Ela não é tímida. É promíscua, é cúmplice. A imprensa esportiva, principalmente de TV aberta, não existe. Não se pode contar quem é o senhor Nuzman (presidente do Comitê Olímpico Brasileiro), porque há o interesse na compra de Olimpíada e Pan-americanos. Não se pode contar quem é o Ricardo Teixeira (presidente da CBF), porque tem a seleção, o Brasileiro, a Copa do Mundo. É entretenimento, não é jornalismo. Eu acredito que uma semana de jornalismo correto no Jornal Nacional derrubava o Ricardo Teixeira. Durante todo o tempo que o Brasil conviveu com a inflação, nunca ninguém a defendeu. Mas se todo mundo fosse contra mesmo, ela acabava. Alguém devia ganhar com ela. Se você fizer um seminário para discutir o futebol brasileiro com jornalistas, jogadores, cartolas, todos vão fazer um diagnóstico pavoroso. Mas por que não muda? Alguém ganha com isso. Porque você acha que o Eurico Miranda mandou tantos anos no Vasco? E o Ricardo Teixeira na CBF? E o Dualib no Corinthians, e o Mustafá do Palmeiras?

E como você alcançou uma condição profissional confortável mesmo remando contra essa maré?
Essa é a pergunta que eu mais ouço quando vou falar em escolas de Jornalismo. Eles me falam “ah, para você é fácil falar que não faz propaganda, você é o Juca Kfouri”. E eu digo para eles: “Eu sou o Juca Kfouri 38 anos depois de ter começado na profissão, eu era só o Juca antes disso”. Fiz muita cagada na vida, todas que fiz e percebi tratei de tentar limpar. Eu nunca fiz nenhuma propositalmente. Nunca curvei a minha espinha, nunca feri um princípio meu. Então, as pessoas não chegam em você para fazer proposta indecorosa. Então a credibilidade passa a valer mais.

O profissional ético também dá Ibope.
É isso. Isso se conquista, sabe como? É aquilo que o Millôr Fernandes diz: “Quem se curva diante dos poderosos, mostra a bunda aos oprimidos”. Tenha uma espinha inflexível, é simplesmente isso. Agora, sabe o que eu digo para a garotada? “Faz assim que eu ‘se’ dei bem”. Vou ficar rico? Nunca. Mas tenho muito mais do que eu achei que teria no começo da profissão. Teve alguns momentos em que eu achei que eu era uma exceção. Hoje tem muito mais gente. E vou te falar uma coisa sobre isso de jornalista não gostar de levar furo. Eu adoro levar furo, adoro quando vejo algo que não fui eu que fiz. Quanto mais gente melhor.
.....
- Tarefa a fazer
Responda com base na entrevista:
1. Segundo a entrevista, quem é o presidente da CBF?
2. Em que lugar o entrevistado diz ouvir mais a pergunta sobre como chegou a uma condição profissional confortável?
3. Quantos anos depois de começar na profissão ele diz ser "o Juca Kfouri"?
Não é preciso usar a listagem.
.....
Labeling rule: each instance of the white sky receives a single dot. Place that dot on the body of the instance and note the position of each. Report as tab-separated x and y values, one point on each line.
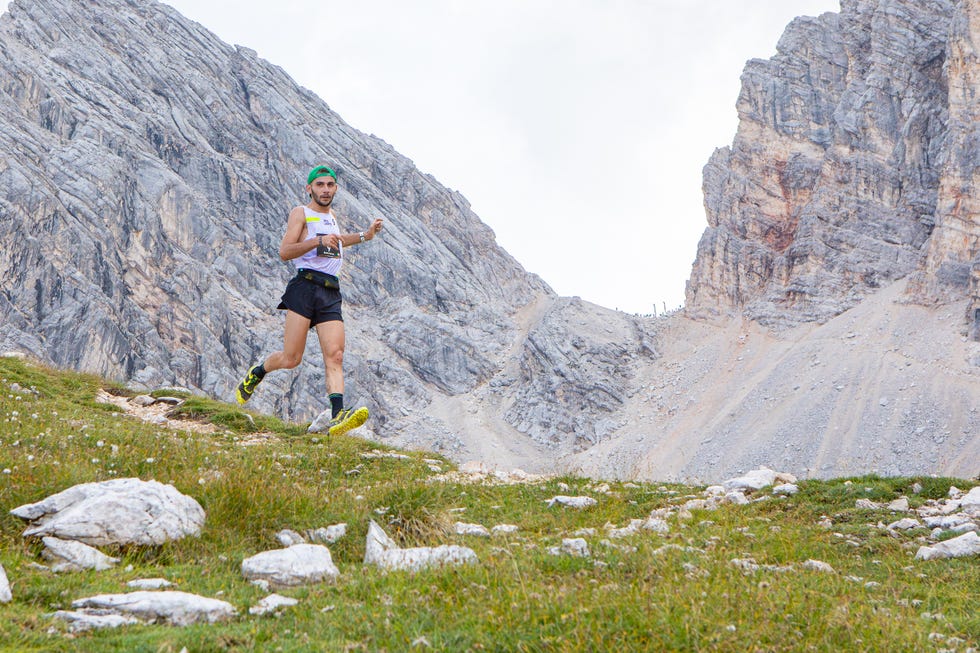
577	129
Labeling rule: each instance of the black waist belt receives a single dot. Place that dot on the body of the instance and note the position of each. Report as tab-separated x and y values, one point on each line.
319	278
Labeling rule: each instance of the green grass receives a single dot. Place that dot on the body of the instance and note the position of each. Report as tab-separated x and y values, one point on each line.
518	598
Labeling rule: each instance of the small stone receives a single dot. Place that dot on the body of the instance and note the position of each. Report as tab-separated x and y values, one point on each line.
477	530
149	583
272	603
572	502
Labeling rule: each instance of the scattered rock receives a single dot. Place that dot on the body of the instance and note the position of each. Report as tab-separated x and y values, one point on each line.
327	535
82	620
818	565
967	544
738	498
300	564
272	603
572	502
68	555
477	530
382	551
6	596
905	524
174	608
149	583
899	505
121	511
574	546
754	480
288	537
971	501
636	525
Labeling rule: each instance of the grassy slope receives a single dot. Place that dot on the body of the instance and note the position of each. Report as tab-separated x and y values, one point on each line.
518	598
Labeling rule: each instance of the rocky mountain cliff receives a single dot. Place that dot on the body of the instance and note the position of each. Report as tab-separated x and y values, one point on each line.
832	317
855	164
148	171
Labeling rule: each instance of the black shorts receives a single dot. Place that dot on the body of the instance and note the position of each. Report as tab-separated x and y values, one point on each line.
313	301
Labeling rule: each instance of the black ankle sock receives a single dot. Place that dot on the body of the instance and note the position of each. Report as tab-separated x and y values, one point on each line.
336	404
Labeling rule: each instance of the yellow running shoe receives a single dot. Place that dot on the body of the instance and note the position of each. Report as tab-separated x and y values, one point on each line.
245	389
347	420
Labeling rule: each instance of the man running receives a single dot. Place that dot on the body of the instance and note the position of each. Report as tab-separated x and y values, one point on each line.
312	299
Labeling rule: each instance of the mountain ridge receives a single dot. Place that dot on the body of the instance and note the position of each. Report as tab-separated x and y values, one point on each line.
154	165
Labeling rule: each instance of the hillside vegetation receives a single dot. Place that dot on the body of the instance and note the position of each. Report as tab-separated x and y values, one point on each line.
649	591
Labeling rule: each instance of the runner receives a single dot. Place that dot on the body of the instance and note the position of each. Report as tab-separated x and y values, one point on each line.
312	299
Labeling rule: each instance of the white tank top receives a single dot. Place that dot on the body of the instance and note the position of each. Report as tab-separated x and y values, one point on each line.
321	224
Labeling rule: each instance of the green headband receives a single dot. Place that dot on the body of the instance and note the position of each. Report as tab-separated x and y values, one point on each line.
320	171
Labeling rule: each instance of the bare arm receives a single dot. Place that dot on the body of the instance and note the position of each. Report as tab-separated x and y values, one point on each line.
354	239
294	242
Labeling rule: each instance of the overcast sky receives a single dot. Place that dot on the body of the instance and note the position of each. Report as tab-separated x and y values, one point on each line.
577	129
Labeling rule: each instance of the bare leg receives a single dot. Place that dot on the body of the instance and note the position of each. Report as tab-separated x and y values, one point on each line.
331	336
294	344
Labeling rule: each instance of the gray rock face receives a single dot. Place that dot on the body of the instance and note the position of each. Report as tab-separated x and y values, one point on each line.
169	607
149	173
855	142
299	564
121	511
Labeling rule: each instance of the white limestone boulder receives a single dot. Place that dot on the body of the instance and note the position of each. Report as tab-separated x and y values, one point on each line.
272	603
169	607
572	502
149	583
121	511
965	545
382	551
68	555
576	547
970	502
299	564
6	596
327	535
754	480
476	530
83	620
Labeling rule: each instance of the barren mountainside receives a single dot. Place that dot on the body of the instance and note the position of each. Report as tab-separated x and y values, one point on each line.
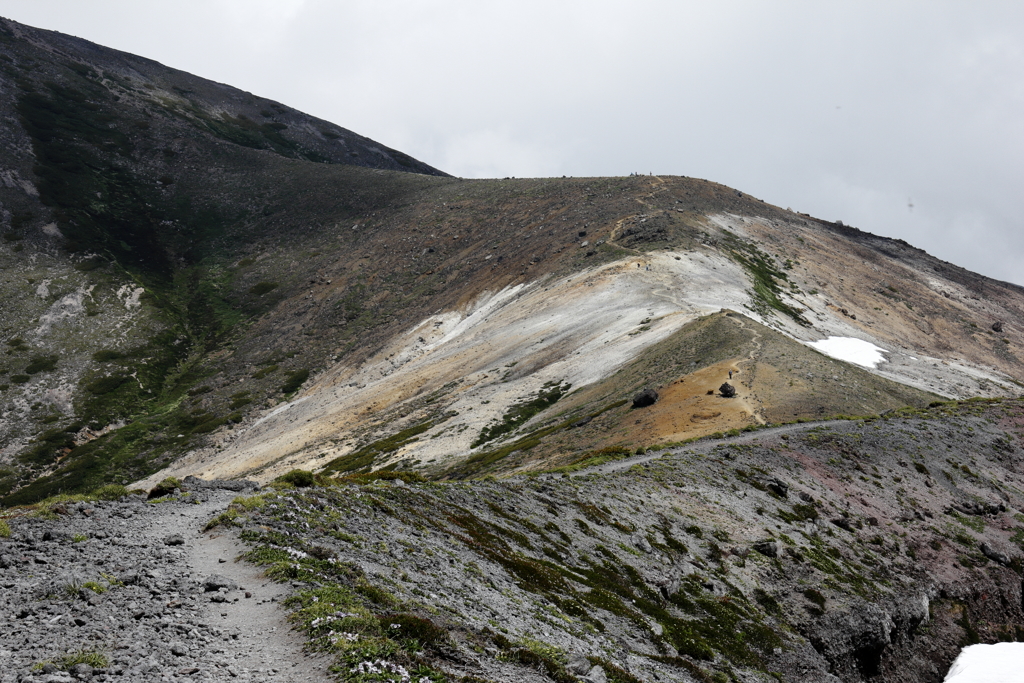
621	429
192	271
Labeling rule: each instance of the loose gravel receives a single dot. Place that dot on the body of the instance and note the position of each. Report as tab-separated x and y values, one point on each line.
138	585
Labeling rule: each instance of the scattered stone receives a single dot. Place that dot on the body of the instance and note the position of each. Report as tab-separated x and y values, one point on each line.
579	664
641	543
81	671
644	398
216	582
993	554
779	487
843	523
.....
- Resposta do exercício
1. Ricardo Teixeira.
2. Em escolas de Jornalismo.
3. 38 anos.